▸ **Assigned task**: Your answer must contain each line of the data, copied exactly.

** Recorded information follows **

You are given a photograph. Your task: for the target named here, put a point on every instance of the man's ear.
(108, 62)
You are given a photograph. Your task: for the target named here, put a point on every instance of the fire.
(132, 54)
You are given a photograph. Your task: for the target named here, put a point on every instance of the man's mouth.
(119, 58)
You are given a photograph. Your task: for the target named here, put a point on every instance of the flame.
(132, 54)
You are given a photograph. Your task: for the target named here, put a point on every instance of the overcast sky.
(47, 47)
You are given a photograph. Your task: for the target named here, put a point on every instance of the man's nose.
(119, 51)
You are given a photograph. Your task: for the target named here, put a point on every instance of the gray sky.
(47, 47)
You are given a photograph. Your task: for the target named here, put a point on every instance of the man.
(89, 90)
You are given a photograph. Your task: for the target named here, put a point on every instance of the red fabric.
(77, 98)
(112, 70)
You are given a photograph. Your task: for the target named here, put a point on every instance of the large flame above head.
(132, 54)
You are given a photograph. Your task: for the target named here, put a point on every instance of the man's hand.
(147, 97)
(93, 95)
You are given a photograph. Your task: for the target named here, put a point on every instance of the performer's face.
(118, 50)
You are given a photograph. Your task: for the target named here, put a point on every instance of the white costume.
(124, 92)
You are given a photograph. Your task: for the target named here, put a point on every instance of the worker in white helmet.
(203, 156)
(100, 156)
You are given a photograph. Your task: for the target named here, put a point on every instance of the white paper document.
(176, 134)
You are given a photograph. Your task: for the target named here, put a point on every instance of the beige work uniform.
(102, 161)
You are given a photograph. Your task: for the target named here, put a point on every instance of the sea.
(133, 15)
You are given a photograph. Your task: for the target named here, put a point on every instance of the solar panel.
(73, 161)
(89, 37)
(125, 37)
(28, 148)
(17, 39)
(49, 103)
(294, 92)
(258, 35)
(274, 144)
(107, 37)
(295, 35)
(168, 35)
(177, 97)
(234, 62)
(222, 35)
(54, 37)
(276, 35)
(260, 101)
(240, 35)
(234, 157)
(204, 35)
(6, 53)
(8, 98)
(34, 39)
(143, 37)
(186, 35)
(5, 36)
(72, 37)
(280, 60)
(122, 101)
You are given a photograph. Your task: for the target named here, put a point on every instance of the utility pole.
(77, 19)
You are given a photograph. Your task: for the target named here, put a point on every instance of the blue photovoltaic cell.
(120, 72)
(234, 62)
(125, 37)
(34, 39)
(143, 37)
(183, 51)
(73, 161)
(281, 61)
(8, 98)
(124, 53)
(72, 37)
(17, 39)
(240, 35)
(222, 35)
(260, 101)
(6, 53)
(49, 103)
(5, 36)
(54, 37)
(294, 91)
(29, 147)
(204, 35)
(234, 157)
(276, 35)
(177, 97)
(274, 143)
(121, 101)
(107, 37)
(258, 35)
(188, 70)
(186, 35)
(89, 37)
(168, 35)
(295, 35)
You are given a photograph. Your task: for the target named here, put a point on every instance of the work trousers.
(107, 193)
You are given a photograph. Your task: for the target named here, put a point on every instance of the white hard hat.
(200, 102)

** End of Recorded information **

▸ **Answer to this problem**:
You are given a photograph. Your task: for the target named here, put a point on every instance of the man's ear.
(108, 62)
You are given a photograph. Your task: for the target named here, put a point on every instance of the fire.
(132, 54)
You are given a photograph. Your task: for the target named here, put a point on every instance of the man's mouth.
(119, 58)
You are given a photograph. Your task: for the target named here, put a point on every instance of the flame.
(132, 54)
You are given a photograph. Your task: for the target named here, put a point on every instance of the overcast sky.
(47, 47)
You are given a photograph. Your task: for the target named here, put a point on every instance of the man's nose.
(119, 51)
You are given a photograph. Your task: for the target named here, put a point on every instance of the gray sky.
(47, 47)
You are given a photograph. Your task: for the target named here, put a point on every instance of the man.
(89, 90)
You are given a photograph. Your task: for the target named here, put a point on every instance of the red fabric.
(77, 98)
(112, 70)
You are given a photograph. Your task: for the target named here, put a point on every instance of the large flame above head.
(132, 54)
You are given a photograph. Your task: for the target named here, put a point on every instance of the man's hand.
(147, 97)
(93, 95)
You are given a photograph. Your task: for the target named here, put a point on every instance of the performer's face.
(118, 50)
You are given a photograph. Your task: for the target named here, put a point on every instance of the white costume.
(124, 92)
You are given a photograph. Your task: for the target named here, put a point on every instance of the worker in white helmet.
(203, 156)
(100, 156)
You are given a photograph. Your task: for the target named here, put a point on every instance of the white paper document.
(176, 134)
You are given a photograph. Your task: for the target named here, put a point on every instance of the beige work uniform.
(102, 161)
You are given a photograph. Your task: for the target named here, put a point on every instance of the sea.
(133, 15)
You are given a photograph. Your task: for the target named here, put a point on every instance of the solar panel.
(73, 161)
(89, 37)
(125, 37)
(28, 148)
(17, 39)
(49, 103)
(294, 92)
(258, 35)
(274, 144)
(107, 37)
(295, 35)
(168, 35)
(177, 97)
(234, 62)
(222, 35)
(54, 37)
(276, 35)
(260, 101)
(240, 35)
(234, 157)
(204, 35)
(6, 53)
(8, 98)
(34, 39)
(143, 37)
(186, 35)
(5, 36)
(72, 37)
(280, 60)
(122, 101)
You are given a photograph. Your task: for the target named here, put a point on every instance of the utility pole.
(77, 19)
You are given a photograph. Your task: for the target named here, put a point on every instance of the blue photovoltaic cell.
(120, 72)
(234, 62)
(125, 37)
(34, 39)
(143, 37)
(183, 51)
(73, 161)
(281, 61)
(8, 98)
(124, 53)
(72, 37)
(17, 39)
(240, 35)
(222, 35)
(260, 101)
(6, 53)
(49, 103)
(5, 36)
(54, 37)
(294, 91)
(29, 147)
(204, 35)
(234, 157)
(276, 35)
(177, 97)
(274, 143)
(121, 101)
(107, 37)
(258, 35)
(188, 70)
(186, 35)
(89, 37)
(168, 35)
(295, 35)
You are given a photograph. Your task: for the target named here, put a point on every instance of the work trousers.
(107, 193)
You are given a photograph. Your task: for the target named here, put a point on every instance of the white hard hat.
(200, 102)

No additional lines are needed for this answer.